■ INSTRUCTIONS:
a) In the passage on recording criminal trials, what is the modern transcript of a Supreme Court trial prepared from?
b) Please carry the passage on recording criminal trials forward from its final sentence.

There is no reason to doubt that when section 24 of the Courts Act and section 18 of the Criminal Appeal Act were most recently amended in the 1990s the normal method of recording a Supreme Court trial was by shorthand note, from which a transcript would ordinarily be prepared for use in any appeal. But it does not follow that the assumption that that would be the method of recording, which underlay those statutory sections, forever limited or controlled the general rule contained in section 10(3) of the Constitution. First, the Constitution must prevail over the statutes, rather than the reverse. Second, the wording of section 10(3) is particularly clear and confers an entitlement to “any” record of the proceedings made by or on behalf of the court. A digital recording is clearly a record of the proceedings within that expression. Third, it is not possible to treat the two sections of the statutes as limiting the entitlement of the accused to a transcript of a shorthand note when, these days, there never has been a shorthand note. For a Supreme Court trial, the modern transcript is prepared from the digital recording, not from a shorthand note. Moreover, fourth, it is the digital recording which is the primary record; the transcript, though the indispensable working tool for any appellate court, is derivative. From this it follows that there is no basis on which section 10(3) can be construed as not applying to the digital recording. An accused is entitled, on payment of the cost of providing it, to a copy of the digital record of the trial.
Although the point does not, as a result, arise, the Board should record that it does not accept the subsidiary submission of the appellants that a right to a copy of the digital recording in any event is afforded by section 10(1) of the Constitution without the need for section 10(3). It cannot possibly be said that in every case a fair trial (and in particular a fair hearing of any appeal) requires the provision of a copy of the digital recording. A fair determination of an appeal may require such, but in most cases it will not.
Use of an audio-recording in the Court of Criminal Appeal
The mere fact that an accused has paid for a copy of the digital recording does not entitle him to insist that the court must devote time to listening to it. Ordinarily, there will be no occasion whatever to listen to it. What record of the trial is needed in the Court of Appeal depends entirely on the issues which arise in the appeal. Some appeals may need no record of the trial beyond the indictment and the verdict; that might be so, for example, of an appeal where the contention was that the indictment disclosed no known offence in law, or was impermissibly bad for duplicity. An appeal against sentence normally requires only a transcript of the sentencing remarks together with the antecedents of the accused and any reports upon him, but may sometimes call for the summing up (or occasionally for a particular part of the evidence) to see the factual basis for sentence. The majority of appeals challenging the direction to the jury will need a transcript of the summing up but will not normally need any record of the evidence. Some appeals will need transcripts of those parts of the evidence about which an issue arises. The management of appeals is for the court itself. It is perfectly entitled, by direction communicated through its registrar, or if necessary in open court, to rule what record, if any, is needed.
If, unusually, the court is going to be asked to listen to an audio recording, it is fully entitled to insist that that request is justified by counsel on behalf of whichever party makes the request. The potential impact on the court’s ability to dispose of the other cases in its busy list must be considered; it is unfair to those concerned in other cases not to do so. Generally, mere assertion that the recording is necessary will not be enough. Nor will a bare assertion that the judge’s tone was unfortunate suffice. Particulars must be given. The court is entitled to expect that, unless there is a good reason why he cannot do so, counsel who was present at the trial will vouch by way of signature to the grounds of appeal, or by letter or otherwise, for the proposition that there is a properly arguable basis for complaint. Whether or not still instructed, it is part of his professional duty to the court to do so, and to do so only when the facts justify it. If the request is made, it is for the court to decide whether or not to accede to it. It will of course do so whenever it is genuinely necessary to resolve an issue arising on the appeal.

■ DATA SEGMENT:
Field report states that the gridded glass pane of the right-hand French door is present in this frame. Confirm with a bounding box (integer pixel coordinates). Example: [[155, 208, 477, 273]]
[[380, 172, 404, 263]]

■ YOUR WRITTEN ANSWERS:
a) The digital recording.

b)
The present case
Given the time which has passed since this trial (albeit the responsibility of neither the court nor the prosecution) and because the recording had only lately been made available to the appellants, the Board took the view that it ought to hear the relevant passages of the recording. It was grateful to Mr Ramburn SC for identifying them and for making clear submissions upon each. It noted that the passages to which he took the Board represented a significantly different selection from those identified in his written case, and omitted most of the latter, but he was plainly correct to discard those he did. On inspection, the complaint that the judge had, in the discarded passages, bestowed approval on the arguments of the prosecution and implicit disapproval on those of the defendants was nothing whatever to do with the tone of the judge’s voice. That complaint could be assessed perfectly well, indeed much better, from the transcript. Moreover it turned out that all the judge was doing was, wholly properly, reciting the arguments of each advocate.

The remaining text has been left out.